◆ SHORT EXERCISE: In the account of a job change below, what product does FinancialForce.com build, and on what platform?

◆ SELECTED TEXT:
※ ※ ※

The last time this happened I was a little bitter and twisted and annoyed that we’d come so close to success but been cut down before our time. This time I shrugged my shoulders thinking “such is big business” and phoned a recruitment agent. I figured there was no sense wishing things were different – people way above my pay grade had made the decision and whether it was right or wrong (in my eyes) that didn’t matter. What’s done was done and it was time to move on and find something new. And that’s exactly what I did.

So just a few weeks later I started  at a company called FinancialForce.com. They build an accounting product on the Salesforce.com cloud computing platform, something I’d not really paid attention to (I’d been so busy building software on the Microsoft platform I hadn’t really looked outside that for a while). So far I think it’s fair to say I’ve landed on my feet and in many ways my new role is a much better fit for what I enjoy doing than my previous one (so every cloud has a silver lining after all). Plus after only a few weeks I feel like I’ve known my new colleagues for years (always a good sign)!

※ ※ ※

◆ ENTRIES:
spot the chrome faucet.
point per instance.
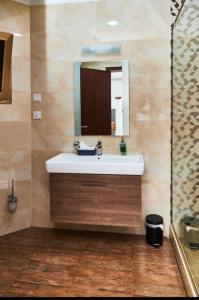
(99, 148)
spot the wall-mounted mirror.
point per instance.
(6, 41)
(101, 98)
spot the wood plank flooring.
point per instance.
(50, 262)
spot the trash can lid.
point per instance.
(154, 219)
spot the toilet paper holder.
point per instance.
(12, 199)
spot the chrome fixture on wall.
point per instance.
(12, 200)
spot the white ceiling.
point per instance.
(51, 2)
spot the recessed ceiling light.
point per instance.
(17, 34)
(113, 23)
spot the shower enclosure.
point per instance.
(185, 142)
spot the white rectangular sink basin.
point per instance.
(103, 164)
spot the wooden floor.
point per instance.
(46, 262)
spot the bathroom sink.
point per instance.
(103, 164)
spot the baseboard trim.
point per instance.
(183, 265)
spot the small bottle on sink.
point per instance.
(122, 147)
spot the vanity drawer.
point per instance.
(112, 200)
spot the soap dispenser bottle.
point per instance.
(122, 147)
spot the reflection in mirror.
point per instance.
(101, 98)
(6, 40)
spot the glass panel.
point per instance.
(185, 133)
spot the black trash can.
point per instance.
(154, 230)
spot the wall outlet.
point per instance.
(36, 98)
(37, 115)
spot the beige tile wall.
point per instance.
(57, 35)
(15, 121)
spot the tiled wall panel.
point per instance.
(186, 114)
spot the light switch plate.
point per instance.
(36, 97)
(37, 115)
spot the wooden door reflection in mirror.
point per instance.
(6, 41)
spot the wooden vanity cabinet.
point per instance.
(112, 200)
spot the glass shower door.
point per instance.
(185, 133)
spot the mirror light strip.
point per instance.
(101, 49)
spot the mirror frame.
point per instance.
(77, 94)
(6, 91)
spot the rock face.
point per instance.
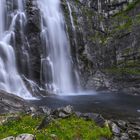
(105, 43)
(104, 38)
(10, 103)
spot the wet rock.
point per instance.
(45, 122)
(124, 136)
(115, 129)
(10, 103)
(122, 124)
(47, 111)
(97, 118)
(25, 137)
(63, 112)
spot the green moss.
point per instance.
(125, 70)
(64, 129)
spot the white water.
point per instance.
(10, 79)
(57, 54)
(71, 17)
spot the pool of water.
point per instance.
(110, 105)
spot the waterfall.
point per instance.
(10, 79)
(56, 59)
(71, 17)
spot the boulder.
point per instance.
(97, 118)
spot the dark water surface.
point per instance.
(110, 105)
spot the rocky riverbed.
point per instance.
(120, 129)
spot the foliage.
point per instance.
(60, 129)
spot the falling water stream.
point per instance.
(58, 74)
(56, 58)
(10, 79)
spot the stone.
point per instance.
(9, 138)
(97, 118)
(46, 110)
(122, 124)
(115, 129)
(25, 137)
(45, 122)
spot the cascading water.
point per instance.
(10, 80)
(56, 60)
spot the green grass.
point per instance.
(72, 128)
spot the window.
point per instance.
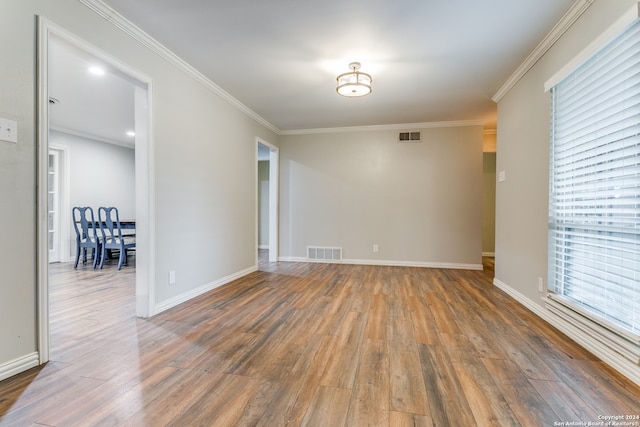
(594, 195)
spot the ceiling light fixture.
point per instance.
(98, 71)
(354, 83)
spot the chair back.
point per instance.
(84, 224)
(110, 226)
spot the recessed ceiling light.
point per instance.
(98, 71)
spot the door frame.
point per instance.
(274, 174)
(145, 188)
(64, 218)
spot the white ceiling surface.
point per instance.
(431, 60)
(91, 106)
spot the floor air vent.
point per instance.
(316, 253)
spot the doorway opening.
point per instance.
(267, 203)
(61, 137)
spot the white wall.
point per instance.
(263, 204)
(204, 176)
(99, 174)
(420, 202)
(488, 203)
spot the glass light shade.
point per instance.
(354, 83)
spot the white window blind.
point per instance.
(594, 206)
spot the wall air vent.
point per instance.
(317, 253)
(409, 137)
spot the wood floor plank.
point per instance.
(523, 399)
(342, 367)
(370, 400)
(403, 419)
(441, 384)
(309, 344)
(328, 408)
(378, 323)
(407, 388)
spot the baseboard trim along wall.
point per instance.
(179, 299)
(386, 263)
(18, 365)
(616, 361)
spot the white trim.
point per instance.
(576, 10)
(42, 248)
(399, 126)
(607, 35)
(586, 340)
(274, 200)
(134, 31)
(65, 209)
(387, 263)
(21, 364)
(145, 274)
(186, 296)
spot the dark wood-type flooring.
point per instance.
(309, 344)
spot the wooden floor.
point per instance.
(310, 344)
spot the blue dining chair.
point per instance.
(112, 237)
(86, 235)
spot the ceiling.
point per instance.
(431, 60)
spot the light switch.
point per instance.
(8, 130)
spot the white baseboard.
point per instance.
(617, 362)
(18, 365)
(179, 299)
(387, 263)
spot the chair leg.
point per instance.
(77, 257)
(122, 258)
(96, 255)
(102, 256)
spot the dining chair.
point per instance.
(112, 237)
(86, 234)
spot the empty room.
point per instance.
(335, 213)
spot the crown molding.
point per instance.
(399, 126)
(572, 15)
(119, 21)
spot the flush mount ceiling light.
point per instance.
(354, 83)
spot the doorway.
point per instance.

※ ※ ※

◆ SOLUTION TO THIS EXERCISE: An accounting product on the Salesforce.com cloud computing platform.